PROBLEM DESCRIPTION
Repeat the full listing below verbatim and keep the images out.

'''

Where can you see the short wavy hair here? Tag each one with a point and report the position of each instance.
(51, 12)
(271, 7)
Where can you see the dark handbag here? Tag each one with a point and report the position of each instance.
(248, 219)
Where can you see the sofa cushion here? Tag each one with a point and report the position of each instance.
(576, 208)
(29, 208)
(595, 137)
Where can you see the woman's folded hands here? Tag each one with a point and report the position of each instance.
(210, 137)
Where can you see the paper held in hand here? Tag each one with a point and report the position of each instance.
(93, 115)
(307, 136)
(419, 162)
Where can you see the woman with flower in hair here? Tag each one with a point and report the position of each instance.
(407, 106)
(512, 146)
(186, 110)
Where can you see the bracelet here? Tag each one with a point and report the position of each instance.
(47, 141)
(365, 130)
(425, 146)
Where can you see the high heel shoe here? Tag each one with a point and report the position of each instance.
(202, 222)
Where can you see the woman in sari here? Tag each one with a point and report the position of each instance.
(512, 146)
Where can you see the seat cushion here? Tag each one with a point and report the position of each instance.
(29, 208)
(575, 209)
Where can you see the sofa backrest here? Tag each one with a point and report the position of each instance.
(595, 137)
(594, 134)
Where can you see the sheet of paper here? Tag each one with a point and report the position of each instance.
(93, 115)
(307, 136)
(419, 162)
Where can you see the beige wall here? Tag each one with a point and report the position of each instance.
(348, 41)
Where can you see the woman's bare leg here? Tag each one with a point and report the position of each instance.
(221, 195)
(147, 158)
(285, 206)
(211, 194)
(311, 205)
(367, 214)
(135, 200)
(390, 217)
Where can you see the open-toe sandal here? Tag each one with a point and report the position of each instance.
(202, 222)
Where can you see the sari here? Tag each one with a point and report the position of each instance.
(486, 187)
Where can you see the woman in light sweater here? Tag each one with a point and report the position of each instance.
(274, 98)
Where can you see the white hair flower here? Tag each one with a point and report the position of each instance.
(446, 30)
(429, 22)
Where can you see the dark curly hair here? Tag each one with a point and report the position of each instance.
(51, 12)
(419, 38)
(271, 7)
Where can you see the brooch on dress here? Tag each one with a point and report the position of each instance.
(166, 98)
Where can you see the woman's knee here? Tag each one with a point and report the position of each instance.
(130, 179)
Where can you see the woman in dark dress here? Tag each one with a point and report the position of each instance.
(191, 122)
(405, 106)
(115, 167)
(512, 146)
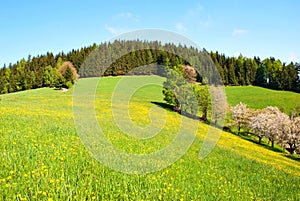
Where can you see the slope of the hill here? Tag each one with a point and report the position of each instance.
(258, 97)
(43, 158)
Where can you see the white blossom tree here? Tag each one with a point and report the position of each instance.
(241, 116)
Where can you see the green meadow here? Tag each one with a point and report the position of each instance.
(43, 158)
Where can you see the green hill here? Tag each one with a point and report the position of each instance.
(43, 158)
(258, 97)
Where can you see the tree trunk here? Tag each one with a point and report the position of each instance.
(259, 139)
(204, 116)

'''

OUTPUT
Where can you see the short wavy hair here? Tag each one with a point and report the position of each instance.
(51, 12)
(271, 7)
Where can you see the dark handbag here? Tag each one with a point and report the position of each instance.
(248, 219)
Where can you see the sofa cushion here? Tag each one with a point and report the position of each instance.
(576, 208)
(29, 208)
(595, 137)
Where can you see the woman's folded hands here? Tag each one with a point and report the position of each instance.
(210, 137)
Where can you see the paper held in hand here? Tag each one with a point and report the position of each instance.
(93, 115)
(307, 136)
(419, 162)
Where can you see the woman with flower in hair here? Tag each one with a point and report the position of each instance.
(407, 106)
(512, 146)
(186, 110)
Where can you see the bracelet here? Tag each one with a point and report the position of each instance.
(47, 141)
(365, 130)
(425, 146)
Where can you see the high heel shoe here? Tag each one with a point and report the position of each instance.
(202, 222)
Where can you see the woman in sari here? Tag each one with a point and report the position of each instance.
(512, 146)
Where can you see the seat cushion here? Tag each one with a point and report the position of each instance.
(29, 208)
(575, 209)
Where can you see the sofa backrest here? Tag each one with a point and report the position of each instance.
(595, 137)
(594, 134)
Where can you see the sheet of paper here? Tag each one with a point and report the position of each instance.
(93, 115)
(307, 136)
(419, 162)
Where can you see the beige wall here? Tag each one with a point and report the position of each instance.
(348, 41)
Where can you see the woman's bare leg here? Tag each one with a point and report the position of each instance.
(221, 195)
(147, 158)
(285, 206)
(211, 194)
(311, 205)
(367, 214)
(135, 200)
(390, 217)
Where can you see the open-toe sandal here? Tag each one with a point and report the position of each instance.
(202, 222)
Where can you see the sari here? Tag each one with a point and report the position of each instance.
(486, 187)
Where can you see the woman in light sweater here? Tag each one with a point and report the position of each instance.
(274, 98)
Where can you see the white hair flower here? Tag each one with a point and report the position of each instance.
(446, 30)
(429, 22)
Where can you see the dark curly hair here? Tag each one with a point and report the position of each instance.
(51, 12)
(419, 38)
(271, 7)
Where can you see the brooch on dress here? Tag each one with a point and report the position of each instance.
(166, 98)
Where can you see the woman's knee here? Tag each one with a point and report the position of each instance.
(130, 179)
Where can you see the woman in dark dress here? Tag each one with a point and report the position of each instance.
(191, 122)
(405, 106)
(115, 167)
(512, 146)
Where can you see the slope of the hill here? Tag each one with a point and report the position of each instance.
(258, 97)
(43, 158)
Where can you see the white blossom tree here? Tag each one with a point and report the position of each instance.
(241, 116)
Where can you see the green meadow here? Tag each one with a point and report the position of each instance.
(43, 158)
Where can you see the green hill here? Tag each one with a point and report the position of each instance.
(43, 158)
(258, 97)
Where can you see the tree trunk here? Tag each one with a point and report the position of each instance.
(259, 139)
(204, 116)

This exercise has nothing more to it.